## [THINGS TO DO]
1. Translate this sentence from the text on Pons Aelius into Spanish: "The town's population is estimated to have been around 2,000."
2. Carry on the text about the Roman fort Pons Aelius, picking up after its last sentence.

## [SELECTED TEXT]
Pons Aelius (Latin for "Aelian Bridge"), or Newcastle Roman Fort, was an auxiliary castra and small Roman settlement on Hadrian's Wall in the Roman province of Britannia Inferior (northern England), situated on the north bank of the River Tyne close to the centre of present-day Newcastle upon Tyne, and occupied between the 2nd and 4th centuries AD.

== History ==
Pons Aelius was a fort and Roman settlement at the original eastern end of Hadrian's Wall, at the site now occupied by The Castle, Newcastle. The Latin name means Aelian Bridge and can be traced back to when emperor Hadrian – whose family nomen (clan name) was Aelius – visited Britain in 122 and first saw the need for a frontier wall.

The town's population is estimated to have been around 2,000. The fort is thought to have been 1.53 acre, small by Roman standards. As Pons Aelius was a wall fort it is very likely a military road led from it and followed the Wall, linking its forts and milecastles.

The bridge and its fort were built at the north end of Cade's Road, which is speculated to have run from Brough (East Riding of Yorkshire), to Eboracum (York) and the fort of Concangis (Chester-le-Street). Although the fort was to be the wall's east end, it was not long before the wall was extended to Segedunum (Wallsend). There is evidence to suggest the fort was rebuilt in stone, probably during the reign of the emperor Septimius Severus.

## [EXTRACTED ENTRIES]

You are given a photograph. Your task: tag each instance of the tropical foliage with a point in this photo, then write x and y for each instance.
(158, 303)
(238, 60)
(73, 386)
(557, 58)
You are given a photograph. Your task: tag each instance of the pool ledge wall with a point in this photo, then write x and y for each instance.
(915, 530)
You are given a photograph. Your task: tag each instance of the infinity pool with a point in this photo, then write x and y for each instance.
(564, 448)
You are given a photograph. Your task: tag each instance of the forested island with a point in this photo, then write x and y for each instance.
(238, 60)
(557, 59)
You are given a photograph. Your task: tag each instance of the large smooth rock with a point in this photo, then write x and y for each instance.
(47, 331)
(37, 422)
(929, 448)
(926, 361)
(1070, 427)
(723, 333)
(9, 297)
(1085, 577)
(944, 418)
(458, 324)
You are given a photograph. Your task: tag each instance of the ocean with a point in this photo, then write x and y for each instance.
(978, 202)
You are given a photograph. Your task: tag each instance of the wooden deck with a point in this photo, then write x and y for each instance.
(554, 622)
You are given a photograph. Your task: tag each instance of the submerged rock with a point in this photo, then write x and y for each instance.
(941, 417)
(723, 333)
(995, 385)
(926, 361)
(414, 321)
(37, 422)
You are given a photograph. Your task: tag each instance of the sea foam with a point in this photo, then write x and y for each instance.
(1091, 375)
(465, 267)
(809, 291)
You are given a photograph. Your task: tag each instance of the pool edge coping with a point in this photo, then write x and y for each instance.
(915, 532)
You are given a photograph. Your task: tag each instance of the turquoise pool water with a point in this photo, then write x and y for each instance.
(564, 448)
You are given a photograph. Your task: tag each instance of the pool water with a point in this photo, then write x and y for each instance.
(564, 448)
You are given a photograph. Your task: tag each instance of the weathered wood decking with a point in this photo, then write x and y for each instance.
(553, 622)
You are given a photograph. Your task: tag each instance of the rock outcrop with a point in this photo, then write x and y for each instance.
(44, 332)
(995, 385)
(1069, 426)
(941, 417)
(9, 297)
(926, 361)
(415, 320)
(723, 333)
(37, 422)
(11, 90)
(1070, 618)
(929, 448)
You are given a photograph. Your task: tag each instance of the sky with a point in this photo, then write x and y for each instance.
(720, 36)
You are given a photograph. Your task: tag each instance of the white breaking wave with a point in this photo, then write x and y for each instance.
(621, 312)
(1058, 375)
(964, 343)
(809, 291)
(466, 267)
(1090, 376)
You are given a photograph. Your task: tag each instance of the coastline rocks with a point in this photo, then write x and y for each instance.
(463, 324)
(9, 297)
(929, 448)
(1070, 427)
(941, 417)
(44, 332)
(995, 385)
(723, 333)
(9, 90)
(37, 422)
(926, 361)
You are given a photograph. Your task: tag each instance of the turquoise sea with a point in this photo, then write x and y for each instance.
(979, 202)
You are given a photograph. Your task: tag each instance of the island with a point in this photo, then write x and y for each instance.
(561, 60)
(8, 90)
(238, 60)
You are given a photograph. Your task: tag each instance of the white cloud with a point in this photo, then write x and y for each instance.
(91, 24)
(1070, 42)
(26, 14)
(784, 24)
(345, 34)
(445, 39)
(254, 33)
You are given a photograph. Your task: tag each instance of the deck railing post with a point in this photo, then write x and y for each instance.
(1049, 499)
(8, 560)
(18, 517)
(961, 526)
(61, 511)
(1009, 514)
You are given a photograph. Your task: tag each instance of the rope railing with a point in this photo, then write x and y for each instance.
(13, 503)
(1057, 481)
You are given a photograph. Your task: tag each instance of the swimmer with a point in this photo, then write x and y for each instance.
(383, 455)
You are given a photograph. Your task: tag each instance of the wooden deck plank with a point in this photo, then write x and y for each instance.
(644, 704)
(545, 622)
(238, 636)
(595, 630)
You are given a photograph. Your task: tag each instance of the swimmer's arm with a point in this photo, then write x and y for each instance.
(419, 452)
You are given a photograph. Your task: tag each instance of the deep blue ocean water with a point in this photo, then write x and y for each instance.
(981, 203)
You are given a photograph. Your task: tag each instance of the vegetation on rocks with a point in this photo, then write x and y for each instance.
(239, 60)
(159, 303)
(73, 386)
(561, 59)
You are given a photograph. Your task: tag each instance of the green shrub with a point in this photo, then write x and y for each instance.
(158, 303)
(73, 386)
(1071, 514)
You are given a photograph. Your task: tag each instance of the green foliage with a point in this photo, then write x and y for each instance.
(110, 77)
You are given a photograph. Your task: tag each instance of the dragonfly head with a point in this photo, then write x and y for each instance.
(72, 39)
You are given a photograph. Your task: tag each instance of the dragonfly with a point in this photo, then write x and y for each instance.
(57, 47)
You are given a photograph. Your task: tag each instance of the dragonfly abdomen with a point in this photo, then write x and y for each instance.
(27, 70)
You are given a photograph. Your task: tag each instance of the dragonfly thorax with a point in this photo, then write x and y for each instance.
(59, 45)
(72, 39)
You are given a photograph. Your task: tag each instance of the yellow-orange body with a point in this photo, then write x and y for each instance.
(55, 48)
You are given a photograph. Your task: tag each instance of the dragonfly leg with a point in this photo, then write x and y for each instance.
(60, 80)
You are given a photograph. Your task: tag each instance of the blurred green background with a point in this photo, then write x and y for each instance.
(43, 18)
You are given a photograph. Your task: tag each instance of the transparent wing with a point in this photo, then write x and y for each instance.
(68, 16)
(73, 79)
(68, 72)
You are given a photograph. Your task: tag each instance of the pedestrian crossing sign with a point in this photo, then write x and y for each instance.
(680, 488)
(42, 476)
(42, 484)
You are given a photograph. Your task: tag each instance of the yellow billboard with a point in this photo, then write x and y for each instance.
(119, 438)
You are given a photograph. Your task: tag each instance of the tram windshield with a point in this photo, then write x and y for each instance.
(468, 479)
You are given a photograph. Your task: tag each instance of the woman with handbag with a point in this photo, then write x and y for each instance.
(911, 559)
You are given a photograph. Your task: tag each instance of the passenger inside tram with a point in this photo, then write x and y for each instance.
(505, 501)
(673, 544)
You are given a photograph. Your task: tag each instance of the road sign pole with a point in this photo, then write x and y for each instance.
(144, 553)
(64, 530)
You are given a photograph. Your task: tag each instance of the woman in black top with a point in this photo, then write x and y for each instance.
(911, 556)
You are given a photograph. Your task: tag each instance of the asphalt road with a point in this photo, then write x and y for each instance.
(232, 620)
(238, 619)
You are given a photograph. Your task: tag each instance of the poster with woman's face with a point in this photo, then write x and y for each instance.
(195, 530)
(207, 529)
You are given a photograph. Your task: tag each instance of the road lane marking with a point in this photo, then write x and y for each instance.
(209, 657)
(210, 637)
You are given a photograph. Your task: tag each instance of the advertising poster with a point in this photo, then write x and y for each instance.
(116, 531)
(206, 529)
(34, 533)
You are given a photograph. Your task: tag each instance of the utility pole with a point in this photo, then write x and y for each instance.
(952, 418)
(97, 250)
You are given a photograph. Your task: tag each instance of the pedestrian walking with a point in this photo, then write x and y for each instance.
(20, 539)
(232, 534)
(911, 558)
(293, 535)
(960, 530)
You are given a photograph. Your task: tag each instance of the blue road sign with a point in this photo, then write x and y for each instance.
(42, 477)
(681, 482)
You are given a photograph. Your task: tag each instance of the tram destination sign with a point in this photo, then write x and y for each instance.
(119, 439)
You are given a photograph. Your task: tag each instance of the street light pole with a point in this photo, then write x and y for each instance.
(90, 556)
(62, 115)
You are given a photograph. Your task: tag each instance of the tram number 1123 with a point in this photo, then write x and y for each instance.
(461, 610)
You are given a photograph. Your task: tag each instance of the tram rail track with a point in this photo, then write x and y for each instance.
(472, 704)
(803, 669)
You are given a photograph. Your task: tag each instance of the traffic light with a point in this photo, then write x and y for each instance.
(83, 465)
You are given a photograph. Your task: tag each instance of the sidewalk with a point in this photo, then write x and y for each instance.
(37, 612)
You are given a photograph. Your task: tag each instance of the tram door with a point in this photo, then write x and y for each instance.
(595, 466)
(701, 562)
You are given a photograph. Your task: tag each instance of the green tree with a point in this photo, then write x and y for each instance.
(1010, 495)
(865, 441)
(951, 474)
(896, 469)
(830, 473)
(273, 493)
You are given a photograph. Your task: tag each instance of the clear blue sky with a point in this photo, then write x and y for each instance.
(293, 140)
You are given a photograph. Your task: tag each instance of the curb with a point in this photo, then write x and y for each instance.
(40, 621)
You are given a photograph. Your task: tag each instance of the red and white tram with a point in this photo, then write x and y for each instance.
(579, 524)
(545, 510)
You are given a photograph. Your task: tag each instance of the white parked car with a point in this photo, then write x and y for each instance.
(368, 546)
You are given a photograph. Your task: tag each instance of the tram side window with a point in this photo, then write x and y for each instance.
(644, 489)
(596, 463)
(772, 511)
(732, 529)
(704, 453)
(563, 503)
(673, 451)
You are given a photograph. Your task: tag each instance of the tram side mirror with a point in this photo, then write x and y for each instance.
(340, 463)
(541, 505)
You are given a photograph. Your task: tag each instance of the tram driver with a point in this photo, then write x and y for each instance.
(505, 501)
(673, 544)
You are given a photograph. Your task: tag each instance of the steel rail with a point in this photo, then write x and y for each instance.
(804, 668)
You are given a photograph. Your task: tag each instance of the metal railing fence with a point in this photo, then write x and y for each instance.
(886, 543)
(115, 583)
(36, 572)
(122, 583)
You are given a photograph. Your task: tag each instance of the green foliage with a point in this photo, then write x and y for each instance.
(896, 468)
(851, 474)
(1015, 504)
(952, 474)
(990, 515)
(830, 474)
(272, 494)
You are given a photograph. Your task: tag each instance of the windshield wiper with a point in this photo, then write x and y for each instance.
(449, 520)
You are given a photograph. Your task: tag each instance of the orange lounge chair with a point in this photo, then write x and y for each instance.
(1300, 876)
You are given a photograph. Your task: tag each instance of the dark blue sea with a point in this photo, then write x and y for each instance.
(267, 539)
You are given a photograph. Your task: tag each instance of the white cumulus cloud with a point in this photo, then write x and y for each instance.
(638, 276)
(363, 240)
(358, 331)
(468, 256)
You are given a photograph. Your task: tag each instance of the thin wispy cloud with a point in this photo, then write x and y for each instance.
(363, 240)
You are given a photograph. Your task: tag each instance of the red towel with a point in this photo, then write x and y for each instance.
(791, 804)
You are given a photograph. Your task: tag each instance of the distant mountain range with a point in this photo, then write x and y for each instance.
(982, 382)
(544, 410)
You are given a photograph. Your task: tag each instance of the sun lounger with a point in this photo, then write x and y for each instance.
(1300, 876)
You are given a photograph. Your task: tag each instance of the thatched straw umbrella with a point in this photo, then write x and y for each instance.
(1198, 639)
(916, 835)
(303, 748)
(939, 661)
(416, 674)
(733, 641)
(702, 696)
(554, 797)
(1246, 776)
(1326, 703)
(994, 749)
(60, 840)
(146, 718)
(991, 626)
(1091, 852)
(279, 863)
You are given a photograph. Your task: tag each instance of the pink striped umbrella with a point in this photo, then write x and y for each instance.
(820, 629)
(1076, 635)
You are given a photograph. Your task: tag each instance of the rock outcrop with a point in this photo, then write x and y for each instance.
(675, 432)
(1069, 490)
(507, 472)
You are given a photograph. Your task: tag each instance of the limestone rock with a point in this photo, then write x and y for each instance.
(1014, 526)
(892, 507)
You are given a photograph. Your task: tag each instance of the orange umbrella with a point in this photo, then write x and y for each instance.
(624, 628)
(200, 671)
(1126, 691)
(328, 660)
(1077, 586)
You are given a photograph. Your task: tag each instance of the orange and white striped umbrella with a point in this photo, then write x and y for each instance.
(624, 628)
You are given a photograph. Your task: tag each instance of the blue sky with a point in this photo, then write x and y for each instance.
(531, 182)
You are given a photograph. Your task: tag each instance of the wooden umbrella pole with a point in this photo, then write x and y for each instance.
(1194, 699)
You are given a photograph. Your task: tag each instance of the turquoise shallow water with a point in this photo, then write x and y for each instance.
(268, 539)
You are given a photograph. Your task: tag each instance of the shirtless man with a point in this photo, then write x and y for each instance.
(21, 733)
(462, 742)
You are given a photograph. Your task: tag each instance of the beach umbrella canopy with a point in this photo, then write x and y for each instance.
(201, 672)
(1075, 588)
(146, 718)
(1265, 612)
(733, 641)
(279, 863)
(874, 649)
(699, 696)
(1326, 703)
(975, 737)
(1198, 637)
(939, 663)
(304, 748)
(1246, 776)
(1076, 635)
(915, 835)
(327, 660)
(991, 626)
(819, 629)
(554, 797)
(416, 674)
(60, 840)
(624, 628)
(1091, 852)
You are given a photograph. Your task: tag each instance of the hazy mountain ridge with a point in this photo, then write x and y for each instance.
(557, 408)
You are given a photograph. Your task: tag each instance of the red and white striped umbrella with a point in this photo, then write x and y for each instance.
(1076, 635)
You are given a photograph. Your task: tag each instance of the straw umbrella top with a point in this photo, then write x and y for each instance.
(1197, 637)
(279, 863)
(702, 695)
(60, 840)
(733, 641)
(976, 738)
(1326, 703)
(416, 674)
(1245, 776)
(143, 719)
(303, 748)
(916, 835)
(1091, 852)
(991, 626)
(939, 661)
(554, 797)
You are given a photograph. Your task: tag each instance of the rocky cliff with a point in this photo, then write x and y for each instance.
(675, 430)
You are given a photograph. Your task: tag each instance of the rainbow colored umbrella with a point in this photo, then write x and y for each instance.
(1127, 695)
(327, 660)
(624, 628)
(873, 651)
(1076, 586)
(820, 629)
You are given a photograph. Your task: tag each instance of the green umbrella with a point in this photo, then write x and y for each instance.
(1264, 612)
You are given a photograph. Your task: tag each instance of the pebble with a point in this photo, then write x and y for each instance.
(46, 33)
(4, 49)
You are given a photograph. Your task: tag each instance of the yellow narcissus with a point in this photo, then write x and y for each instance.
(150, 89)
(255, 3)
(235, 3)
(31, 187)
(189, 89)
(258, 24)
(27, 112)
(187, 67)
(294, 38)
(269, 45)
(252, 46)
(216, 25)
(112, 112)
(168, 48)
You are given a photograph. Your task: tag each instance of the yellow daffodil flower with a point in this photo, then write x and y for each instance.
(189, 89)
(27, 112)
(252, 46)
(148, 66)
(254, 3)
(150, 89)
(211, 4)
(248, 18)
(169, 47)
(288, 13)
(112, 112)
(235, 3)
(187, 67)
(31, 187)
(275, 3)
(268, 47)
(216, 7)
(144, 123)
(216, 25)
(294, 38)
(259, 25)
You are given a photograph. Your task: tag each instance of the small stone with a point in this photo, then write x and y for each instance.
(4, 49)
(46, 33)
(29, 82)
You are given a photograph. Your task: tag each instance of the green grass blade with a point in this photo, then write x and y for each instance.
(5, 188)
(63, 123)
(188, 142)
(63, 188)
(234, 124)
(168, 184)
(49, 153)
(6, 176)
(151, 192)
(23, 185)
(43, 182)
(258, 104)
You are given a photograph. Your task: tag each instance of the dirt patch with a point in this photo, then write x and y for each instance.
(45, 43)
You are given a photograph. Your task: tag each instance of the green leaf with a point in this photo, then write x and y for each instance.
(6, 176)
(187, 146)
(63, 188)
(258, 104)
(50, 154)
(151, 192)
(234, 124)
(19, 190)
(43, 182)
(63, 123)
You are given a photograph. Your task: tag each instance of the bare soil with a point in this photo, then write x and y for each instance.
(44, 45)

## [PER-TASK ANSWERS]
1. Se estima que la población de la ciudad rondaba los 2.000 habitantes.

2.
The fort is mentioned once in the Notitia Dignitatum in the 4th and 5th centuries; this is the only known literary reference. The bridge is the only one known to be named after an emperor outside of Rome. The fort was sited here to guard the river crossing, the first encampment being nearby at Condercum (Benwell). It would have given the Roman Army an excellent view of the surrounding areas and it commanded an excellent position at the northern bridgehead.

Despite the bridge, the settlement of Pons Aelius was not important among the northern Roman settlements. The most important stations were those on the highway of Dere Street running from Eboracum (York) through Hadrian's Wall and to the lands north of the Wall. Corstopitum (Corbridge), being a big arsenal and supply centre, was much larger and more populous than Pons Aelius.

The fort was abandoned in c. 400, and the site was later built on by the Anglo-Saxons. Excavations in the 1970s to 1990s found over 600 Anglo-Saxon graves.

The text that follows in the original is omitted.